-- START Material provided --

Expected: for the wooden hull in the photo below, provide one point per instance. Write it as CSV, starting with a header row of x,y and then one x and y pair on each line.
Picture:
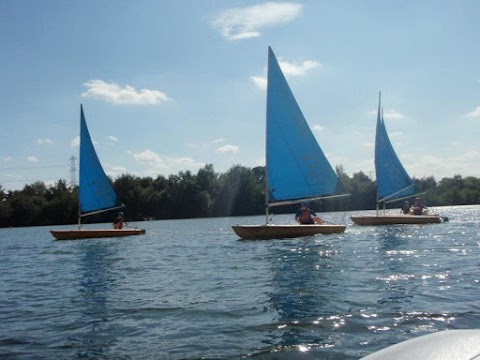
x,y
94,233
266,232
398,219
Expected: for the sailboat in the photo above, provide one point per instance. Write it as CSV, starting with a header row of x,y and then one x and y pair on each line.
x,y
393,182
96,194
296,168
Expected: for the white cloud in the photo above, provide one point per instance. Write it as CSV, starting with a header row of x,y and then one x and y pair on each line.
x,y
318,128
159,164
233,149
390,114
259,81
75,142
115,170
289,70
246,23
474,113
114,94
216,141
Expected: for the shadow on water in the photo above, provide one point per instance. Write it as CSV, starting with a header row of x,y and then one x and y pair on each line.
x,y
304,278
94,335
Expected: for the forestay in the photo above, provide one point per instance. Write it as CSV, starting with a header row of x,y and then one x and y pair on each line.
x,y
96,192
393,182
296,166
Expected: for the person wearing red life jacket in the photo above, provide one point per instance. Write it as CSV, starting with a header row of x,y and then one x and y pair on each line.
x,y
119,221
306,216
418,208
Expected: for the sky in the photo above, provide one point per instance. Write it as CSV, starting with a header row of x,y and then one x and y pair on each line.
x,y
171,85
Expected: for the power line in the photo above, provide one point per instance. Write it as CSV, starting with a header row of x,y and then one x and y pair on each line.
x,y
32,167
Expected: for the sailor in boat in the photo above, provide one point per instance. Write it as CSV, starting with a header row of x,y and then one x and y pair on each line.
x,y
119,221
405,208
418,208
306,216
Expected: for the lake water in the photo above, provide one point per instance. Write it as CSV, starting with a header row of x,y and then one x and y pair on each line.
x,y
189,289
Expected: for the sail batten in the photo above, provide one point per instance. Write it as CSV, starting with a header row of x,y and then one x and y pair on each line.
x,y
296,165
393,181
96,193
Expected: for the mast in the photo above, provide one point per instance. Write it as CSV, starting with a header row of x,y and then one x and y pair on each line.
x,y
267,188
376,139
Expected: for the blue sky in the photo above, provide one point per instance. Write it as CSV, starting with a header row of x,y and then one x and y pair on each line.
x,y
172,85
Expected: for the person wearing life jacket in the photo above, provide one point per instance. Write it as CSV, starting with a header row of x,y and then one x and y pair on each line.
x,y
405,208
119,221
305,215
418,208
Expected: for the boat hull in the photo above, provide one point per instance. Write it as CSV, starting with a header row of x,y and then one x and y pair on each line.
x,y
267,232
398,219
94,233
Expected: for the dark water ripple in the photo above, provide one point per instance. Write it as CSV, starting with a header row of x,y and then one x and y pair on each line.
x,y
189,289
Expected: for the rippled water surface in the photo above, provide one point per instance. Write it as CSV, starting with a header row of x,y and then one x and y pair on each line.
x,y
190,289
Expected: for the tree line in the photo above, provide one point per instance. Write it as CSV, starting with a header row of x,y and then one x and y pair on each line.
x,y
237,192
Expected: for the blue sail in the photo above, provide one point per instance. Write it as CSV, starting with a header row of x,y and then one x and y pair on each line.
x,y
96,191
393,182
296,166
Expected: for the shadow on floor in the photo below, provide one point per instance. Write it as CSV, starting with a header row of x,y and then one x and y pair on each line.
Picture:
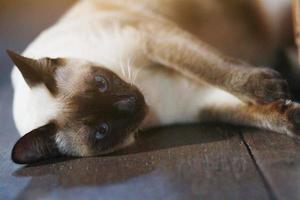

-- END Material provided --

* What is asked *
Copy the lines above word for word, leaving out the pictures.

* Output for this exercise *
Expected: for the wooden hull in the photo below, provide one point per instance. Write it as CSV, starting with a header row of x,y and then one x and y pair on each line.
Picture:
x,y
94,233
266,232
398,219
Expected: for the sailboat in the photo above, provide one point per instance. Write it as CSV, starting with a header row of x,y and then one x and y pair on each line.
x,y
393,182
96,194
296,168
Expected: for the white cloud in the photo above, provide one point per instance. Write it as CSV, starting with a header row of x,y and then one x and y pair on each line.
x,y
318,128
159,164
233,149
390,114
259,81
75,142
115,170
289,70
246,23
474,113
114,94
216,141
Expected: for the shadow on water in the photo above, provide one point per instance. Write it as CSV, starting with a header row of x,y and then one x and y pair on each line.
x,y
304,278
94,335
Expected: for the forestay in the photo above, provide one point per instance. Write it as CSV, starting with a header row of x,y and then one x and y pair on each line.
x,y
96,192
393,182
296,166
Expected: for the person wearing red life jacket in the photo above, provide one point per instance. Write it as CSV, starting with a header row of x,y and then one x and y pair on each line.
x,y
119,221
306,216
418,208
Expected: for the sky in the photo above, provide one point per instance. Write it as CSV, starting with a header row of x,y and then one x and y pair on each line.
x,y
171,85
Expected: for the power line in the photo above, provide one point per instance. Write it as CSV, starting with a header row of x,y and then one x and y pair on each line.
x,y
32,167
Expected: for the sailor in boat in the photo above, provide one point per instance. Write it as CSV, starting with a header row of x,y and then one x and y pair on each line.
x,y
119,221
405,208
418,208
306,216
Expected: for the lake water in the photo above, provide one point per instance. Write it as CSV, starting with a header row of x,y and then one x and y pair on each line.
x,y
189,289
Expected: for the sail batten in the photo above, provide one point per instance. Write it as CSV, starting with a header row of x,y and then one x and y pair on each line.
x,y
296,165
393,181
96,193
Expected: for the mast in the photo above, provide one point per instance. Write it as CSV, starting with a header row of x,y and then one x and y pair on each line.
x,y
267,188
376,139
Expected: for the blue sky in the photo above, provide one point per instance. Write it as CSV, starting with a header row of x,y and then one x and y pair on each line.
x,y
172,85
Expected: for the person wearing life jacket in the photo above, provide one point per instance. Write it as CSV, starting with a header row of x,y and then one x and y pair on each line.
x,y
405,208
119,221
305,215
418,208
Expected: for the boat hull in the photo above, provide one point per instance. Write it as CSV, starting with a header row of x,y and then one x and y pair on each line.
x,y
267,232
398,219
94,233
Expected: for the dark water ripple in the photo above, provide one point per instance. Write it as CSV, starting with a header row of x,y and then one x and y pair on each line.
x,y
189,289
Expected: for the rippled water surface in the photo above, provide one point per instance. Write it as CSV, starting with a header row of x,y and then one x and y pair on each line.
x,y
190,289
Expected: for the tree line in the photo above, provide one point per instance. Write it as CSV, starting with a header row of x,y and then one x and y pair on each line.
x,y
237,192
Expected: for the blue sail in the photo above, provide one point per instance. Write it as CSV, starting with a header row of x,y and then one x and y pair on each line.
x,y
96,191
393,182
296,166
Expected: for the shadow on floor in the photo below, provide one point per instance. Write it as CSV, starting with a header row of x,y and then one x and y pair on each line.
Picture:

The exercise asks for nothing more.